Objective 1: Return, copied word for word, the part of the cycling and public transit discussion below that opens with the words containing "I'd be very" and closes with "intended for recreation.".

Yes, this. You bicycle to public transit, then either safely park your bicycle or load it onto public transit.

OP is attempting to find an opposition where none exists. Most people are not so wrongheaded, and where you find an advocate for safe cycling, you'll also find an advocate for public transit.

I'd be very happy to see dedicated bus lanes in my locale, along with bike routes. In my vivid imagination, the buses would be synchronized with the traffic lights, allowing them to move through town quite efficiently, even with stops.

Ours is a mid sized town, and we don't need a lot of dedicated bike lanes. For the most part, the cyclists find routes through neighborhood streets where there is minimal car traffic. Cars use the faster trunk roads. The only dedicated bike infrastructure are longer bike paths built on old rail lines, and in some areas where there is just no convenient low speed bike route such as a narrow artery between two lakes. And the long bike paths are at least partially if not primarily intended for recreation.

For certain bus lines in our city, the driver can press a button that will turn the light green.
This sounds awesome, but I'm guessing can only work if there are few buses? (I live in London and can't imaging such an arrangement being even remotely workable around here.)
Bike lanes keep people safe.

Not everyone can drive: We still have roads. And honestly, I've met a few folks that couldn't drive but could bike if it had 3 wheels (physical limitations) and with the electric bicycles, the folks that cannot do it are becoming less and less. In any case, it is nearly impossible to include everyone in everything: Without this, more people are in harms way OR excluded.

Objective 2: From the listing below, return every line that holds the word "lake", copying each line in full.

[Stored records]
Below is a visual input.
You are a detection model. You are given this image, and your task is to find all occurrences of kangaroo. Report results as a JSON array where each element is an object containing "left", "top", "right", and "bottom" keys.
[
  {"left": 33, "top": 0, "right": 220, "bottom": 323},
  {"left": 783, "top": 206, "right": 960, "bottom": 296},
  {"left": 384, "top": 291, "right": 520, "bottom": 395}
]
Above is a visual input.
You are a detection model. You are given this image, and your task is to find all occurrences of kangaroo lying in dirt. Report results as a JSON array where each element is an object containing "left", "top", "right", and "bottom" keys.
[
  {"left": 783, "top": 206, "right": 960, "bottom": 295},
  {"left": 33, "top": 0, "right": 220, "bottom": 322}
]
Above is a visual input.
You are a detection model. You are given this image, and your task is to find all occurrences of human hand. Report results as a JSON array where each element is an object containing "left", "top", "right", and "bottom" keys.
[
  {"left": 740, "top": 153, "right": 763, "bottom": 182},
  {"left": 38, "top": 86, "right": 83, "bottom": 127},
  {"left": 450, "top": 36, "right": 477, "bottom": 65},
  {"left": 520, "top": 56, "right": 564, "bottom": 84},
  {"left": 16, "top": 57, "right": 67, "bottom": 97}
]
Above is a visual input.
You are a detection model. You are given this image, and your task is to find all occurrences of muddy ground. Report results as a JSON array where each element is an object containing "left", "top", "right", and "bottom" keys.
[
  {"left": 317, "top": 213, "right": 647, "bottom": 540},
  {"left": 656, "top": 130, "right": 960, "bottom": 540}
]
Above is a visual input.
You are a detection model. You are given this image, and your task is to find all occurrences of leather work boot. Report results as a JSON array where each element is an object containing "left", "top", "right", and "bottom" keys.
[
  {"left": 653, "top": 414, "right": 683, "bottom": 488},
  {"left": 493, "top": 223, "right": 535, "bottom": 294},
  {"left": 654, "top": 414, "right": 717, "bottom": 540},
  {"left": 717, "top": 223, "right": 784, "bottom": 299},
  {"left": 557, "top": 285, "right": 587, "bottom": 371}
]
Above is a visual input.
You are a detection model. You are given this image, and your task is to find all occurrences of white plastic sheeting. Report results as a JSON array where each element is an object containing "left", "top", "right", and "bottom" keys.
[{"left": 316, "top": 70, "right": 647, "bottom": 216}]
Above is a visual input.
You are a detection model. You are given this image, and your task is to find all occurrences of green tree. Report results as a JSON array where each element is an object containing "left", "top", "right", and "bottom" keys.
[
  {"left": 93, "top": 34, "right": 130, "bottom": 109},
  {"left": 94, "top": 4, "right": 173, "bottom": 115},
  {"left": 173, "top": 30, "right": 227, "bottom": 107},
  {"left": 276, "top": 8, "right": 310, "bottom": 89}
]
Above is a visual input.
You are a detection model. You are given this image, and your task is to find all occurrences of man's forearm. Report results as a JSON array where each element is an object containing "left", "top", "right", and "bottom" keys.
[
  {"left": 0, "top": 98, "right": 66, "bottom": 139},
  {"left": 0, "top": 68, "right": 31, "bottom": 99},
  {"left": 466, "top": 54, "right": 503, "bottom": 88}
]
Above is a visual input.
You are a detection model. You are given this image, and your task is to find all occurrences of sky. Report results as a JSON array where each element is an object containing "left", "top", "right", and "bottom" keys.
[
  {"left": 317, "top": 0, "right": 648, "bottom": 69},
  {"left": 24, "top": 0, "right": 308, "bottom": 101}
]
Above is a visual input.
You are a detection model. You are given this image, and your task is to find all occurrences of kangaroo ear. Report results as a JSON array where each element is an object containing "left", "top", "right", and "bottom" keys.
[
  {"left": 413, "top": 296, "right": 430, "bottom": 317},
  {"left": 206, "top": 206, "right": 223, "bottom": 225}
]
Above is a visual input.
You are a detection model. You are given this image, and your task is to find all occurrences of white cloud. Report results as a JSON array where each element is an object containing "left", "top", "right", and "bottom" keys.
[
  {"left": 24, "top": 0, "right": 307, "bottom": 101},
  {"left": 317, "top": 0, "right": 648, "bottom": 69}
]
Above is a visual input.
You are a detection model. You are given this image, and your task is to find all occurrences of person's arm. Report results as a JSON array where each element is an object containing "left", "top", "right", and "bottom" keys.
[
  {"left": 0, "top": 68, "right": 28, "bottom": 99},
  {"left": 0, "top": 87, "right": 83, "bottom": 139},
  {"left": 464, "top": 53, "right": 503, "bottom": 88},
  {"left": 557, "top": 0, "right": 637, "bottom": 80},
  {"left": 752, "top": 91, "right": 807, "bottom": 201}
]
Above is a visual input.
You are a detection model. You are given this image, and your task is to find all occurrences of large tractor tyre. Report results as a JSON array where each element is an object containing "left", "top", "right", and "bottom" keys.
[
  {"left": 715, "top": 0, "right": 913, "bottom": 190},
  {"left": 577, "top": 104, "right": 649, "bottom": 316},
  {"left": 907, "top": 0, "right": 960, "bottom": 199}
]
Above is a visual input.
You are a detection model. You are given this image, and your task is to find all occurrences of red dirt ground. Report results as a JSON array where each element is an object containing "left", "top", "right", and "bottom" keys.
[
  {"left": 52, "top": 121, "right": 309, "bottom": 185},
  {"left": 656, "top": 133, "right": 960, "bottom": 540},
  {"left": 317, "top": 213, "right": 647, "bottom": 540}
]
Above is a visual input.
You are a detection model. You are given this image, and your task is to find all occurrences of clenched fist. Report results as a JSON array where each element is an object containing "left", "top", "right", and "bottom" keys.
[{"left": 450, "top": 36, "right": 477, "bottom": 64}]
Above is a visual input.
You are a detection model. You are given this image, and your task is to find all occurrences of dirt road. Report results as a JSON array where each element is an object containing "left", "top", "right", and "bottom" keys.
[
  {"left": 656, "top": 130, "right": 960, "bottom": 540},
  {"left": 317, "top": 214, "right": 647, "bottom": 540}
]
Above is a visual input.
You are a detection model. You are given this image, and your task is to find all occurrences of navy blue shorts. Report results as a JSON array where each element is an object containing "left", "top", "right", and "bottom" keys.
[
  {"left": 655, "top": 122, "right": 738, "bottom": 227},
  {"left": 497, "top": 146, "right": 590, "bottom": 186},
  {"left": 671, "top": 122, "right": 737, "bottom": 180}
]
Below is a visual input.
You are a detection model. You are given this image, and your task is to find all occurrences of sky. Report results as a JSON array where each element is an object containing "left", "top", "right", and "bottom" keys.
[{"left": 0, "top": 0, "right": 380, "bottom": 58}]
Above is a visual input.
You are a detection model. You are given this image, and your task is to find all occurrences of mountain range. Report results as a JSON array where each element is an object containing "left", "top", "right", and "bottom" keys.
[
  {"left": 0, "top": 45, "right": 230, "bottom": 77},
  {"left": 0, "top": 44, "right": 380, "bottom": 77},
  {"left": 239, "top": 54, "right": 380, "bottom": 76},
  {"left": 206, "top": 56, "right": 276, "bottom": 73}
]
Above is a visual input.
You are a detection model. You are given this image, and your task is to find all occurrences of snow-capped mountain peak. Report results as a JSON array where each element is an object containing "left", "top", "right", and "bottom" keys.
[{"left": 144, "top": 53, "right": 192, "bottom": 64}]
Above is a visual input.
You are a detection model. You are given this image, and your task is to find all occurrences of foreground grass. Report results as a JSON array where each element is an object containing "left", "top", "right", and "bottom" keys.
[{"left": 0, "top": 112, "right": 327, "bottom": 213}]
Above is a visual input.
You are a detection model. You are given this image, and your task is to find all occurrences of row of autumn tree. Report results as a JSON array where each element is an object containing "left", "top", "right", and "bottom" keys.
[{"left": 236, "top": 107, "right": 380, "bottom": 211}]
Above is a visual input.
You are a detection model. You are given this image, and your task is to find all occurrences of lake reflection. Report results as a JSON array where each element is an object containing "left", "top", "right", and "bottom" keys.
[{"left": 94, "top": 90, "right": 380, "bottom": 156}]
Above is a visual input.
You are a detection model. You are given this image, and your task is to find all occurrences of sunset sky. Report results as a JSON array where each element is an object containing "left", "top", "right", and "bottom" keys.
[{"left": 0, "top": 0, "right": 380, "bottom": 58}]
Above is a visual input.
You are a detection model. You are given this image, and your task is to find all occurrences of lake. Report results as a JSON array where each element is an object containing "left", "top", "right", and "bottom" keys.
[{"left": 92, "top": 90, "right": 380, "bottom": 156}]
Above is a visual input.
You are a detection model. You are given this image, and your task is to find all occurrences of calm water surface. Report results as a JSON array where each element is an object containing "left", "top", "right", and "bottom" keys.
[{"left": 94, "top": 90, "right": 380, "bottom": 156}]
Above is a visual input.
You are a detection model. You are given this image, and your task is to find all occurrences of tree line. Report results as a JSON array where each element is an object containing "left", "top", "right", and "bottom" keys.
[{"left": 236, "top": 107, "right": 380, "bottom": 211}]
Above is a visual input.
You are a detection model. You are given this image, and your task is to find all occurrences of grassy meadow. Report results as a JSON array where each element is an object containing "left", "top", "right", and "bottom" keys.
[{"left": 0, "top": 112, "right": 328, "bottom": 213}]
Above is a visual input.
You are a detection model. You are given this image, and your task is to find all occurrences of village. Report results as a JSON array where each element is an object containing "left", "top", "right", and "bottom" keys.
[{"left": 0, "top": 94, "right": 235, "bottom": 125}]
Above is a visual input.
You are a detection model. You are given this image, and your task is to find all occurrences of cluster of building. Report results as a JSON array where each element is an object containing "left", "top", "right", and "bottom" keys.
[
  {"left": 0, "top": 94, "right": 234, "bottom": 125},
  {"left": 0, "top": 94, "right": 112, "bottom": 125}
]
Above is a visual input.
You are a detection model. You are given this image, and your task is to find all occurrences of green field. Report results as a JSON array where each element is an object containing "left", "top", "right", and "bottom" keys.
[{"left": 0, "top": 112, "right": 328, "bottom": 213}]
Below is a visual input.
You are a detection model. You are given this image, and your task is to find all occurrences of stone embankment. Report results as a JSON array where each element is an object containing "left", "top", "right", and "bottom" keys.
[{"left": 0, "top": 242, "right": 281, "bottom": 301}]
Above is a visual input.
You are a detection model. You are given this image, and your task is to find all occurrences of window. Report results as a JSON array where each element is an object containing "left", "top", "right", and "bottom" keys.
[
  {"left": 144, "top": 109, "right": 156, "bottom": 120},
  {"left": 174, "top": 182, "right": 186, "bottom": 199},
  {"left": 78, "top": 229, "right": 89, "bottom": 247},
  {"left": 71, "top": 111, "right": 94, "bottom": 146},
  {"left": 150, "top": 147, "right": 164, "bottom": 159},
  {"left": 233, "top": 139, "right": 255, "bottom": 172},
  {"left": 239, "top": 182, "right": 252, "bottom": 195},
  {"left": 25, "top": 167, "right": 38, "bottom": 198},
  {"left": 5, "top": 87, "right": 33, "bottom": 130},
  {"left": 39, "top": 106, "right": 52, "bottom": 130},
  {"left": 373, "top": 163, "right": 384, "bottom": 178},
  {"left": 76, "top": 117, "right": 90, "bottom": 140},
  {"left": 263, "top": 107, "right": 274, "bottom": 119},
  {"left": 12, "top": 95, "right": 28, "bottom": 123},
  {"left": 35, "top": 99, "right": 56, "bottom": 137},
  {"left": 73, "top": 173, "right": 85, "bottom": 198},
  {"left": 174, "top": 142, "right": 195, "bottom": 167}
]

Final result 1:
I'd be very happy to see dedicated bus lanes in my locale, along with bike routes. In my vivid imagination, the buses would be synchronized with the traffic lights, allowing them to move through town quite efficiently, even with stops.

Ours is a mid sized town, and we don't need a lot of dedicated bike lanes. For the most part, the cyclists find routes through neighborhood streets where there is minimal car traffic. Cars use the faster trunk roads. The only dedicated bike infrastructure are longer bike paths built on old rail lines, and in some areas where there is just no convenient low speed bike route such as a narrow artery between two lakes. And the long bike paths are at least partially if not primarily intended for recreation.

Final result 2:
You are a detection model. You are given this image, and your task is to find all occurrences of lake reflection. Report results as a JSON array where each element is an object containing "left", "top", "right", and "bottom" keys.
You are a detection model. You are given this image, and your task is to find all occurrences of lake. Report results as a JSON array where each element is an object containing "left", "top", "right", and "bottom" keys.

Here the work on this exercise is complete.